» **WHAT YOU SHOULD DO**: Please state the number of lines in the entries below where the word "reflection" appears. Include nothing else.

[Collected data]
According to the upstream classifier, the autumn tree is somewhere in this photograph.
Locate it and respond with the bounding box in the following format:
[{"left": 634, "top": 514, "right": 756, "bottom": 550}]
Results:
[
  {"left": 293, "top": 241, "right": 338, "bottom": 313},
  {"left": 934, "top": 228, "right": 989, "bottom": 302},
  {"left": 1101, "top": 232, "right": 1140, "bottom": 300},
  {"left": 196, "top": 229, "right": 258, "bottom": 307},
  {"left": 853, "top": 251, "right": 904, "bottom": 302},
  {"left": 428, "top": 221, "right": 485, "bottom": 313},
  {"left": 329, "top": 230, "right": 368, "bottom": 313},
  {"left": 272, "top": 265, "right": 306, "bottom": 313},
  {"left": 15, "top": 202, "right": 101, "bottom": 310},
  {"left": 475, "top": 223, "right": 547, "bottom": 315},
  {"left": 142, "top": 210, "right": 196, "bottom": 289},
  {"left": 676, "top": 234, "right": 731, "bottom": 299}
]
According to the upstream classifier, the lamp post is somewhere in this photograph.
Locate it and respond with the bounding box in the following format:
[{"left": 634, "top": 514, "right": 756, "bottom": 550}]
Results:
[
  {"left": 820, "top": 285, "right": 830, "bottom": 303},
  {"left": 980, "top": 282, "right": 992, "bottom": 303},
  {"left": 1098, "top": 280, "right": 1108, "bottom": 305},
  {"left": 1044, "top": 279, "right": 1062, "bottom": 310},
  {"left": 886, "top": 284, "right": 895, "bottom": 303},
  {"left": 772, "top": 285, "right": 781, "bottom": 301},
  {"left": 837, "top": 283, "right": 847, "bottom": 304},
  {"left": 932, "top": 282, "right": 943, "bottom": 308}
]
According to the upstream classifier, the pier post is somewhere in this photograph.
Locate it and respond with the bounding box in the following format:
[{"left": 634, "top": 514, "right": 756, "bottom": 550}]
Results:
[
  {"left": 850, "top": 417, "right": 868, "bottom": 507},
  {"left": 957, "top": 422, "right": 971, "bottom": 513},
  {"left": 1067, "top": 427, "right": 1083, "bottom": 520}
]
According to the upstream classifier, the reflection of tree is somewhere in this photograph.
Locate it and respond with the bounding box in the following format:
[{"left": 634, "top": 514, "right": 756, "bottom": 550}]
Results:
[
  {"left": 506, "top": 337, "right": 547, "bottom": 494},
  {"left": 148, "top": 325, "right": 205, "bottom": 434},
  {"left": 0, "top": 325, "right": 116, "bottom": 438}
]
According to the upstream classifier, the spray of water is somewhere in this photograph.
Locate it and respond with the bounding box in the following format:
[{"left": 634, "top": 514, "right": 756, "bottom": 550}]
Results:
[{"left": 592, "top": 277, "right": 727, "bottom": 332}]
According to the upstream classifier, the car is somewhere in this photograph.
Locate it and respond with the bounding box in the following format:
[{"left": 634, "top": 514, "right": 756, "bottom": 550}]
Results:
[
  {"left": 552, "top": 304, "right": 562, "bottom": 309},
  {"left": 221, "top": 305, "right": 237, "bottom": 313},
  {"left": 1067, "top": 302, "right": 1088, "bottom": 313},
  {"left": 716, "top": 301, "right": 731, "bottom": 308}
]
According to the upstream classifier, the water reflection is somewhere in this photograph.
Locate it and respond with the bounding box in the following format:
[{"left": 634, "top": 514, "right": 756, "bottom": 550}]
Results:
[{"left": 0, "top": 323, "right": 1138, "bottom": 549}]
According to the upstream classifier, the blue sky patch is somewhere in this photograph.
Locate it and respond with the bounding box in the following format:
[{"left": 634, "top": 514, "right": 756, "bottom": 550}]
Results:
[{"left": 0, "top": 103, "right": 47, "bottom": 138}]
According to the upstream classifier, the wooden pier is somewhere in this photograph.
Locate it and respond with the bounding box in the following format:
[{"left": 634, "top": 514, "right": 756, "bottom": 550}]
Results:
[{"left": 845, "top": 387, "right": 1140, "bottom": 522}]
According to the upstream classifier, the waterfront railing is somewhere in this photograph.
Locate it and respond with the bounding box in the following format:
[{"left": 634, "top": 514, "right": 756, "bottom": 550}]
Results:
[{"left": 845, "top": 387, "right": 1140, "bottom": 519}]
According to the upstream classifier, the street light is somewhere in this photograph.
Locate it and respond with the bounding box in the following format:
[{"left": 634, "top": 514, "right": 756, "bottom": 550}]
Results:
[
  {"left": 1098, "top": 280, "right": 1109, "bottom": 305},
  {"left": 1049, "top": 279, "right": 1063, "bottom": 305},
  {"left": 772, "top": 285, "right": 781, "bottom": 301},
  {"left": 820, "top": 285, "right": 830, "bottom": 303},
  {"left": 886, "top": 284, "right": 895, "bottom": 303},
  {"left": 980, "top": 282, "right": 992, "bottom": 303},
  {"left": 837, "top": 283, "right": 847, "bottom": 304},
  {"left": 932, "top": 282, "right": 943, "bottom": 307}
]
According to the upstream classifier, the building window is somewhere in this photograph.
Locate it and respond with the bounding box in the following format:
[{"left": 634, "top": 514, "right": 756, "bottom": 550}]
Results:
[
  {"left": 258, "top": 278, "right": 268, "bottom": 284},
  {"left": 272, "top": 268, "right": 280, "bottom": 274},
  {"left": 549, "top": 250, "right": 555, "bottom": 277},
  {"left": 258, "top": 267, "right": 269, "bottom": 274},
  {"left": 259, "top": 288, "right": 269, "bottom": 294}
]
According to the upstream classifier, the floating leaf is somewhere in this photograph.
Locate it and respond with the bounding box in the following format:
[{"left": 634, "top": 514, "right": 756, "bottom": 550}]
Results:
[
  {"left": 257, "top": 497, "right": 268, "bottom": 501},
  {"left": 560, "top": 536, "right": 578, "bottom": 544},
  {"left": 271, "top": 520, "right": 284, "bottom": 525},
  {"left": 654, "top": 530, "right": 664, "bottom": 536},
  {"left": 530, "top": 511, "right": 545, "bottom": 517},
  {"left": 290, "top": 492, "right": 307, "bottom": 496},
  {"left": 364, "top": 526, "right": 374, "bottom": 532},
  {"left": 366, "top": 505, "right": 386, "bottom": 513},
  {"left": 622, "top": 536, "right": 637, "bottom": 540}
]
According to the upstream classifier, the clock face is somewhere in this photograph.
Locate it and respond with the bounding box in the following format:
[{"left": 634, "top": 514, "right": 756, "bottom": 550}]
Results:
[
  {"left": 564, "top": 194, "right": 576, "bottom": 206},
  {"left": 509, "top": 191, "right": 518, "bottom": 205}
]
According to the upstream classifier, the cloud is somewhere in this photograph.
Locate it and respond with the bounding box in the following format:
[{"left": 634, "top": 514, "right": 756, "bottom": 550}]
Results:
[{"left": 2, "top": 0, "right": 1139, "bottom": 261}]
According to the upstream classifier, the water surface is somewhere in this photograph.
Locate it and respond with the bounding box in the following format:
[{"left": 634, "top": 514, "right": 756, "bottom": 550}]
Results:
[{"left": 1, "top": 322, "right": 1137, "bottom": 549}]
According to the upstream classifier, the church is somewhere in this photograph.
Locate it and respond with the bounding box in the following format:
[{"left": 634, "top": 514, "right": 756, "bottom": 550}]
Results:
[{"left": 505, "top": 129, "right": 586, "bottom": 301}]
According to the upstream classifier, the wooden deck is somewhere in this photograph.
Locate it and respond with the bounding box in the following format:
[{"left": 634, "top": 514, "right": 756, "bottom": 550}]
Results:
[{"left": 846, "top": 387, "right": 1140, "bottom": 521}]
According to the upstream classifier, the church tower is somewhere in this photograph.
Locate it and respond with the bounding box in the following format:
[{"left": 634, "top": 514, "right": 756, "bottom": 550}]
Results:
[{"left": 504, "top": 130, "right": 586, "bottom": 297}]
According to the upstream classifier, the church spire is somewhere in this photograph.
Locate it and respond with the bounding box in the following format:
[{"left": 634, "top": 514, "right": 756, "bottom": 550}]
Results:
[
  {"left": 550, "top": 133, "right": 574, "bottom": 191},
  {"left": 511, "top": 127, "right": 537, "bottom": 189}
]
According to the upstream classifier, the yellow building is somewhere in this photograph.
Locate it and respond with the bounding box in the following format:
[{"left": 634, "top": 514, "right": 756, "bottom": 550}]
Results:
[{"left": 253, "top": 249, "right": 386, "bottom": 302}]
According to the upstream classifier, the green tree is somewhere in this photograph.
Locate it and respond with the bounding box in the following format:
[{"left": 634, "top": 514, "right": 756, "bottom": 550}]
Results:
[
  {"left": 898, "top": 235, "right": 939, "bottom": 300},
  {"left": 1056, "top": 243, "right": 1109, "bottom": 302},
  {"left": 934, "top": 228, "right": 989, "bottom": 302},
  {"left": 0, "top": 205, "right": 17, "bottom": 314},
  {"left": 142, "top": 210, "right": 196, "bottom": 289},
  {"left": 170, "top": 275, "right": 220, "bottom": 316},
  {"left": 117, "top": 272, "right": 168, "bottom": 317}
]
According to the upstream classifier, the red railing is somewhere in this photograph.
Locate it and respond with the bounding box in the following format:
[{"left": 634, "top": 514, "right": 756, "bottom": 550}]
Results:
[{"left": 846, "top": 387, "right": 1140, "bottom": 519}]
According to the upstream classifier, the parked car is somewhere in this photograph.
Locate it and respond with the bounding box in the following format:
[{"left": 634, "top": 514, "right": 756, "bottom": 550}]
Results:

» **RESULT**: 2